PROVIDED DATA

·····

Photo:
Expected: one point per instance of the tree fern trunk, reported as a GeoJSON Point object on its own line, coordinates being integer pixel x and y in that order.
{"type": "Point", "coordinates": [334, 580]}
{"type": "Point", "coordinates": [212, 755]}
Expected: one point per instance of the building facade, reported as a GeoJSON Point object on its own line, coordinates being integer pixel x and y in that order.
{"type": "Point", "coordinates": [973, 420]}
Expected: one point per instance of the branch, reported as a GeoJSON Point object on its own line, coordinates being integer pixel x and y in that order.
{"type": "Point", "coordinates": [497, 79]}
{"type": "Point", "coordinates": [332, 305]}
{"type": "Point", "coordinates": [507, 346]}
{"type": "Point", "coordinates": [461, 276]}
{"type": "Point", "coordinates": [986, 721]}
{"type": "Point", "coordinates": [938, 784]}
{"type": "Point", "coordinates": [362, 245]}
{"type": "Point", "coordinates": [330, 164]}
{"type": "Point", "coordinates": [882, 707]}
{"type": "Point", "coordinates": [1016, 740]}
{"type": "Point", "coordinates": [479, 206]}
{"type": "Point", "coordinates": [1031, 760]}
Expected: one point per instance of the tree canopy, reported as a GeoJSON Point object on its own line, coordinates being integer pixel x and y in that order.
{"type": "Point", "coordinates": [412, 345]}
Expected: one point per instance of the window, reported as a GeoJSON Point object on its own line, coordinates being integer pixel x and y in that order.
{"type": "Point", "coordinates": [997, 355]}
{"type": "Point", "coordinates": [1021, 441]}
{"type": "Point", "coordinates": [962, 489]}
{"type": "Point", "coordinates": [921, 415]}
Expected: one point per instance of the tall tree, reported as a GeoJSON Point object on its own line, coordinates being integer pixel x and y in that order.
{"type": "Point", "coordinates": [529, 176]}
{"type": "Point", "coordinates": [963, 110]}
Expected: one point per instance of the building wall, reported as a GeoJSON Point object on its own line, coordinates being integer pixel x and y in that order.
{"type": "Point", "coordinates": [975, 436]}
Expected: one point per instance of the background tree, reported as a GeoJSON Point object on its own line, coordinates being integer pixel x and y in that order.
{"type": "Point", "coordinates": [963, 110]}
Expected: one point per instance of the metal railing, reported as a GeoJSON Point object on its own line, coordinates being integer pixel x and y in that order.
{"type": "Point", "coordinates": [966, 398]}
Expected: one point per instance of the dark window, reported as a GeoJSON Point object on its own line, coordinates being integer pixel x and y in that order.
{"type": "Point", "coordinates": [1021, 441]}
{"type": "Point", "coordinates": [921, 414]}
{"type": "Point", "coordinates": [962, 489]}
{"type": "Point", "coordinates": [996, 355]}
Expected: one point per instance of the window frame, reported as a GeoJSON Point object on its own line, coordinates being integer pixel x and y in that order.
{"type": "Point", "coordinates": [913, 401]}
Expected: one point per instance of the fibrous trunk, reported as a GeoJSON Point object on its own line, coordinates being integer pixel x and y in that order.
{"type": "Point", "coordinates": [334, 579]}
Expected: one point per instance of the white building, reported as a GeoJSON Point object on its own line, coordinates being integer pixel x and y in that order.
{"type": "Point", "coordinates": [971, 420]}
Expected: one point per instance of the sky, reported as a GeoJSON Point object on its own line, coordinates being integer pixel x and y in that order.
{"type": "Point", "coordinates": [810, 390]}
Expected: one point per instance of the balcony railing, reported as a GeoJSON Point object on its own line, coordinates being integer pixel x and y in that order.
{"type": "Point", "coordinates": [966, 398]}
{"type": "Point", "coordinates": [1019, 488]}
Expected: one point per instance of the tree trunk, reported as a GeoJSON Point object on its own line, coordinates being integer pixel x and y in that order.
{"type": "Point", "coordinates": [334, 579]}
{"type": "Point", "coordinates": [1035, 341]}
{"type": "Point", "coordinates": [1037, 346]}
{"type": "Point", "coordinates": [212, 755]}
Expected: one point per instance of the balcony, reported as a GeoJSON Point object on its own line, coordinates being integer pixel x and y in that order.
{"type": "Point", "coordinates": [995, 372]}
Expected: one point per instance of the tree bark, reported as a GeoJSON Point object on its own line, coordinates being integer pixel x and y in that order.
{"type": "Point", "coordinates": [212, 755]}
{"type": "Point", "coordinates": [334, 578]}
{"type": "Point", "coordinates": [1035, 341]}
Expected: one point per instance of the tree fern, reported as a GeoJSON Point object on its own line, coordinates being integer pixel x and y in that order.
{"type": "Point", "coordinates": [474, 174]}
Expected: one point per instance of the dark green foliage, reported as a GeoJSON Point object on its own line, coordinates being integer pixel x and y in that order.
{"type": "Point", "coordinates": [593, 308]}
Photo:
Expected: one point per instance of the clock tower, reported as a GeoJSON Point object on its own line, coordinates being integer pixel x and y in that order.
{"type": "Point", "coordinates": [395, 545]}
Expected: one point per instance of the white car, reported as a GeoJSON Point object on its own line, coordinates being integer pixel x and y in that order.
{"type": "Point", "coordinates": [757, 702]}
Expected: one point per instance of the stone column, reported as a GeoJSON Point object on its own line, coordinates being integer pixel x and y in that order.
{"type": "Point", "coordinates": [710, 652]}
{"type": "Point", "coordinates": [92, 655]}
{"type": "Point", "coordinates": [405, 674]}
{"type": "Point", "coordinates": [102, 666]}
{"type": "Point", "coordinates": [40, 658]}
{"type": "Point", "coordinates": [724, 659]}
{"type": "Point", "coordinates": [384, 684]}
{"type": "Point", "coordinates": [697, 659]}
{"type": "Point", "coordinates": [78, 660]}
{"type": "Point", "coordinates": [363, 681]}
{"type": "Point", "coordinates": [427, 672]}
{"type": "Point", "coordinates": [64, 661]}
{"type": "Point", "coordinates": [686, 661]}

·····

WORK REQUIRED
Print only the lines from the one with "Expected: one point per instance of the stone" to the end of the records, both included.

WORKED ANSWER
Expected: one point per instance of the stone column, reported as a GeoJSON Point object on its own line, coordinates being integer pixel x and y in that order.
{"type": "Point", "coordinates": [710, 652]}
{"type": "Point", "coordinates": [92, 655]}
{"type": "Point", "coordinates": [405, 674]}
{"type": "Point", "coordinates": [102, 666]}
{"type": "Point", "coordinates": [40, 658]}
{"type": "Point", "coordinates": [724, 659]}
{"type": "Point", "coordinates": [384, 684]}
{"type": "Point", "coordinates": [697, 659]}
{"type": "Point", "coordinates": [78, 660]}
{"type": "Point", "coordinates": [363, 681]}
{"type": "Point", "coordinates": [427, 672]}
{"type": "Point", "coordinates": [64, 661]}
{"type": "Point", "coordinates": [686, 661]}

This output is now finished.